### Exercise objective
Locate the line that contains "Where can you spot the hazy" in the data that follows. Copy it and every subsequent line to the end, exactly, excluding pictures.

### Input for this task

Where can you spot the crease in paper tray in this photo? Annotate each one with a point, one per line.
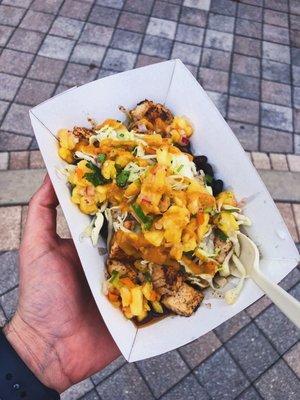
(182, 93)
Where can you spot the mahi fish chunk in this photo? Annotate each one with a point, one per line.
(125, 269)
(151, 111)
(184, 301)
(224, 249)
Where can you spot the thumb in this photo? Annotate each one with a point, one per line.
(41, 219)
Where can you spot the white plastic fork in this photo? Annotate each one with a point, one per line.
(249, 257)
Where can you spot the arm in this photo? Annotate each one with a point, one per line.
(57, 329)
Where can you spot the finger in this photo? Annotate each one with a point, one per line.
(41, 219)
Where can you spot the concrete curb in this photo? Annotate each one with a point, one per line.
(19, 185)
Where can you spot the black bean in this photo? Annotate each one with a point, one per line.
(208, 170)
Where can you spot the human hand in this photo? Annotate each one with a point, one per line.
(57, 329)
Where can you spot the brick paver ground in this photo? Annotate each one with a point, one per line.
(246, 54)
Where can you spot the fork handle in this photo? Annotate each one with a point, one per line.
(283, 300)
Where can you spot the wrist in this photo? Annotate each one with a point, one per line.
(37, 353)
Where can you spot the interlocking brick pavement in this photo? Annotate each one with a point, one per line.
(246, 54)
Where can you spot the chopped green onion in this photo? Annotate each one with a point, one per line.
(221, 235)
(122, 178)
(118, 168)
(95, 177)
(101, 158)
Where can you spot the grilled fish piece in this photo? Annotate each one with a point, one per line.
(151, 111)
(125, 269)
(165, 280)
(184, 301)
(224, 249)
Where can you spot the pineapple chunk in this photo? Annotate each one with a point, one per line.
(157, 307)
(125, 296)
(142, 316)
(65, 154)
(133, 189)
(136, 305)
(154, 237)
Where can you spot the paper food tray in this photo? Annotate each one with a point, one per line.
(172, 84)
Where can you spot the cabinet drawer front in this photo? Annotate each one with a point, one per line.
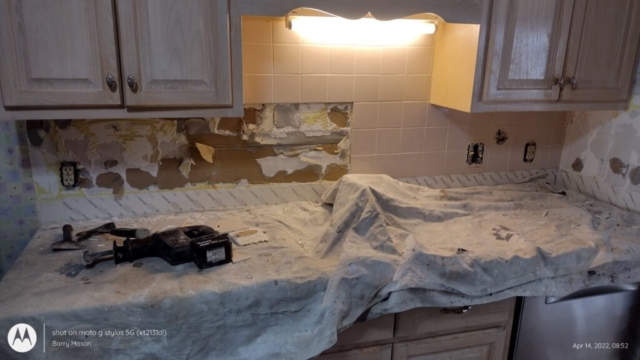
(477, 345)
(369, 353)
(378, 329)
(424, 322)
(58, 53)
(176, 52)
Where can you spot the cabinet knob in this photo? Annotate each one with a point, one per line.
(131, 81)
(111, 82)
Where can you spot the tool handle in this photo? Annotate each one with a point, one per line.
(133, 249)
(130, 233)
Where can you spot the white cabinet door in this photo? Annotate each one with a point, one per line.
(526, 51)
(58, 53)
(602, 50)
(175, 53)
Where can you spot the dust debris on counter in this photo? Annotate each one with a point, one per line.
(375, 245)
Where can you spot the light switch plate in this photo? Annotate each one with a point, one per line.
(69, 174)
(529, 152)
(475, 153)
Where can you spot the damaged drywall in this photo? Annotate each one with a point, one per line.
(607, 143)
(271, 143)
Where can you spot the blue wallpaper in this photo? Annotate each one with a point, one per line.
(18, 215)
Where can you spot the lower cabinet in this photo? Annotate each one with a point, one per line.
(476, 345)
(382, 352)
(479, 332)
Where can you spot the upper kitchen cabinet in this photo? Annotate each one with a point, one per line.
(539, 55)
(88, 59)
(58, 53)
(602, 50)
(175, 53)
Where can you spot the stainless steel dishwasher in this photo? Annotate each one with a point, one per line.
(599, 323)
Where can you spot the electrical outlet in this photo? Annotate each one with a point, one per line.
(475, 153)
(529, 152)
(69, 174)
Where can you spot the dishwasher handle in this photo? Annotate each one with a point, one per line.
(592, 291)
(456, 311)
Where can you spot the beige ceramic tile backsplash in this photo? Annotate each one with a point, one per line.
(394, 128)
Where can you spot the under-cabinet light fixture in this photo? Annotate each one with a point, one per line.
(365, 31)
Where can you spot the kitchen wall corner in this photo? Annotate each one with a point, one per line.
(18, 215)
(604, 146)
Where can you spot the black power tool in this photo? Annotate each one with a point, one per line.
(199, 244)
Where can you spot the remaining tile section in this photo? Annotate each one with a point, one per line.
(440, 138)
(283, 143)
(393, 121)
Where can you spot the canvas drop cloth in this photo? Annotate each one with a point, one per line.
(377, 246)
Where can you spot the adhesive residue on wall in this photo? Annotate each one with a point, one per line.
(607, 144)
(270, 144)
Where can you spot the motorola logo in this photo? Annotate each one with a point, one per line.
(22, 338)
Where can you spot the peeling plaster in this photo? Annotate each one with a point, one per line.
(607, 142)
(270, 143)
(272, 165)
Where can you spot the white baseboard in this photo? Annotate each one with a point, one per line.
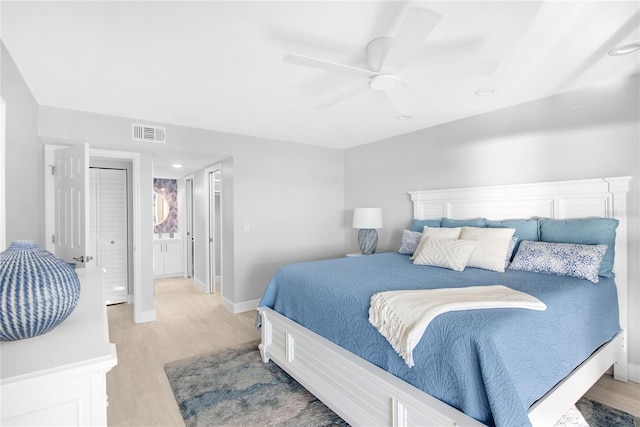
(634, 372)
(240, 307)
(144, 316)
(201, 285)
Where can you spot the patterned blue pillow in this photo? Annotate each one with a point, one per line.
(410, 240)
(565, 259)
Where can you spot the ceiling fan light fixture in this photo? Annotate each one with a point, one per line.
(384, 82)
(625, 49)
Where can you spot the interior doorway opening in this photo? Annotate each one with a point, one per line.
(214, 229)
(110, 222)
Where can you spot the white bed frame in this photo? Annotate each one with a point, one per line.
(363, 394)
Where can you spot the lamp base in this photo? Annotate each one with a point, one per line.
(368, 240)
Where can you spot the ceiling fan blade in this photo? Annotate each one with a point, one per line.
(342, 97)
(415, 28)
(401, 99)
(321, 64)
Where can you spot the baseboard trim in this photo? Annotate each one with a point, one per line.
(144, 316)
(240, 307)
(201, 285)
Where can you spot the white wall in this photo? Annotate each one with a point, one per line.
(588, 133)
(23, 153)
(291, 195)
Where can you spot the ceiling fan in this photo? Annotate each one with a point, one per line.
(386, 56)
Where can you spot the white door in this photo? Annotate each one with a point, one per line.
(71, 207)
(109, 225)
(212, 229)
(189, 242)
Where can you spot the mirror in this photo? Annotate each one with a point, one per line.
(160, 209)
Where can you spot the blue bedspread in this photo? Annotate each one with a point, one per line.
(490, 364)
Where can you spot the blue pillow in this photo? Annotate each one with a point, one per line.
(565, 259)
(450, 223)
(526, 229)
(585, 231)
(419, 224)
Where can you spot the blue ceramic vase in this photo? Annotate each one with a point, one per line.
(37, 291)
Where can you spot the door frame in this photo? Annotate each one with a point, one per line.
(189, 225)
(49, 149)
(211, 192)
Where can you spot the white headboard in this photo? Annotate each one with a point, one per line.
(601, 197)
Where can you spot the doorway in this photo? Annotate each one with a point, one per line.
(214, 228)
(189, 224)
(109, 225)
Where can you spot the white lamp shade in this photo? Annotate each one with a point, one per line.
(367, 218)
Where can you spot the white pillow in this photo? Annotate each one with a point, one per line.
(448, 253)
(437, 233)
(493, 244)
(410, 241)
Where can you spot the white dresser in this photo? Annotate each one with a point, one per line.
(59, 378)
(167, 257)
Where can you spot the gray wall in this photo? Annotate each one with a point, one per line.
(292, 195)
(589, 133)
(25, 182)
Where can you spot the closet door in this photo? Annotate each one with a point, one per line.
(111, 232)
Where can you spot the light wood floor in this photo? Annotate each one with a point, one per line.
(189, 323)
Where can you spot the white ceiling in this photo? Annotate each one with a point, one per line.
(219, 65)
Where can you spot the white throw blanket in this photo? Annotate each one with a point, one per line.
(403, 316)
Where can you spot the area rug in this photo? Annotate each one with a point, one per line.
(234, 387)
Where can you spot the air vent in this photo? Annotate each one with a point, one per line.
(148, 133)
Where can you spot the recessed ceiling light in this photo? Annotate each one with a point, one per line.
(485, 92)
(625, 49)
(384, 82)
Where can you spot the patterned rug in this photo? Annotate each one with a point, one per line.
(234, 387)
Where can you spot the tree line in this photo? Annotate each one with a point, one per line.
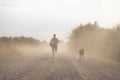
(19, 41)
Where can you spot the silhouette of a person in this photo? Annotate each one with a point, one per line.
(54, 44)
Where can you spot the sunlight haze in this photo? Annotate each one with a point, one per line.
(42, 18)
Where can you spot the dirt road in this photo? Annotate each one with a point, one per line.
(46, 67)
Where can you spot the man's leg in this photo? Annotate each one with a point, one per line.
(55, 48)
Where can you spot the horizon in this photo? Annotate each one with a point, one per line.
(41, 19)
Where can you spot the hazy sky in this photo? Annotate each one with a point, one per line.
(42, 18)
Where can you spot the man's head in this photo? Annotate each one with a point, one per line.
(54, 35)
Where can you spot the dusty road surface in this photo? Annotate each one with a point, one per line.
(62, 67)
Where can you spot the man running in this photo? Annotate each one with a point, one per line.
(54, 43)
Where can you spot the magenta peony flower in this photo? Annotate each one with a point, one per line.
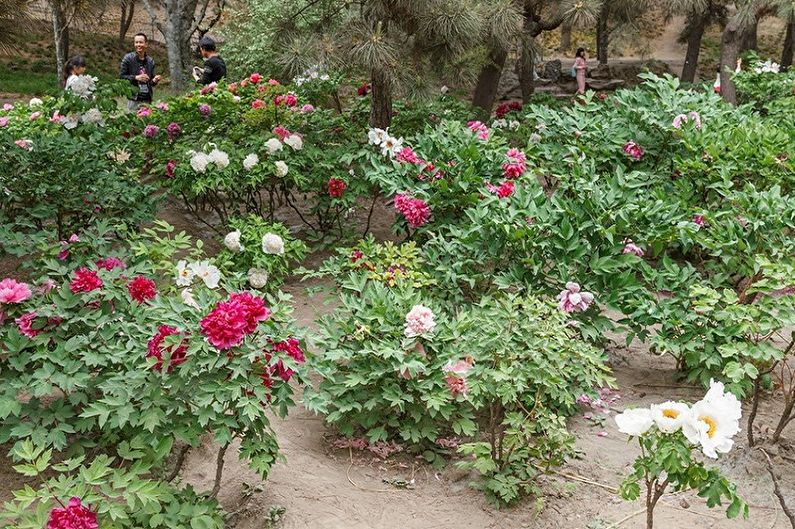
(73, 516)
(25, 325)
(336, 187)
(150, 131)
(516, 164)
(12, 291)
(415, 210)
(154, 348)
(85, 280)
(633, 150)
(573, 300)
(142, 289)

### Completed task
Where can you spot the hazy sky in this photo? Annotate each one with a point, one per line.
(42, 18)
Where can you spot the man's head in this photo? Annotate each one with a point, one per line.
(54, 35)
Where can you spot the dusty road surface in this photo? Annotate each one with a point, one per line.
(62, 67)
Where can you spot the man running in this photo? Annotate each one with a point, one per line.
(54, 43)
Where can you spot the magenta peony flower in this photo? Annotate each one with a point, one per line.
(73, 516)
(25, 325)
(336, 187)
(150, 131)
(516, 164)
(12, 291)
(415, 210)
(154, 348)
(85, 280)
(633, 150)
(573, 300)
(142, 289)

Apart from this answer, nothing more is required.